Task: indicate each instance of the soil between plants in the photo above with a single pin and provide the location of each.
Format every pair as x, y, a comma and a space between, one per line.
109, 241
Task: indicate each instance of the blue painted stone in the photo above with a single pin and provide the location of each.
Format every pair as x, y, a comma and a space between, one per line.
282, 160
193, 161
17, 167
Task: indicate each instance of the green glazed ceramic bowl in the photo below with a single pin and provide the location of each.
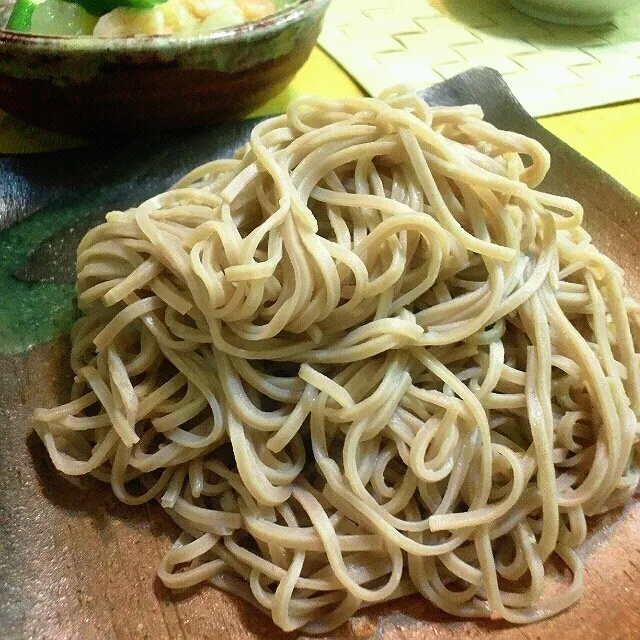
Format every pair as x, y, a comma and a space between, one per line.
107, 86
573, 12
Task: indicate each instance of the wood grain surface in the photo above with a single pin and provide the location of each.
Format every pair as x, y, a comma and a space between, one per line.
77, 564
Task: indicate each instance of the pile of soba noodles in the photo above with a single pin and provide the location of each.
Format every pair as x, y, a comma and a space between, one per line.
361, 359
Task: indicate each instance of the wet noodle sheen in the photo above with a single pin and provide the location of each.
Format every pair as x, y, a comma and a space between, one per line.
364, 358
---------------
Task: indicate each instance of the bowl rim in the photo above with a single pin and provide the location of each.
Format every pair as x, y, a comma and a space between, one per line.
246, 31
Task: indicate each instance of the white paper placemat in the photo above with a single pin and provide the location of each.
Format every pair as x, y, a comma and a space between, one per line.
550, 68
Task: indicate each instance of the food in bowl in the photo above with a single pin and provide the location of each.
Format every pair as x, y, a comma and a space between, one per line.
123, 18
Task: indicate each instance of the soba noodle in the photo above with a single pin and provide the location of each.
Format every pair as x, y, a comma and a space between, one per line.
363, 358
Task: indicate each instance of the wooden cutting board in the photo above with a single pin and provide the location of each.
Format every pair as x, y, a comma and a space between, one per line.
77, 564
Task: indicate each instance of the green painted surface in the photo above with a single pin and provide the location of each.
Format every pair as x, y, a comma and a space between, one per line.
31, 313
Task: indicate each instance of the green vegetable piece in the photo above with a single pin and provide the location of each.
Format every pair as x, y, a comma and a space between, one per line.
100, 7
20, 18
---------------
**WHAT IS NEEDED:**
Collect every line of the data above that contains the word "painted", and copy each one unchanged.

**OUTPUT OF THE TASK:**
Task: indicate each instance of the blue painted stone in the photo above with a single pin and provide the location of each.
Task: indicate each instance of the green painted surface in the photo above with a single pin and provide the location of each.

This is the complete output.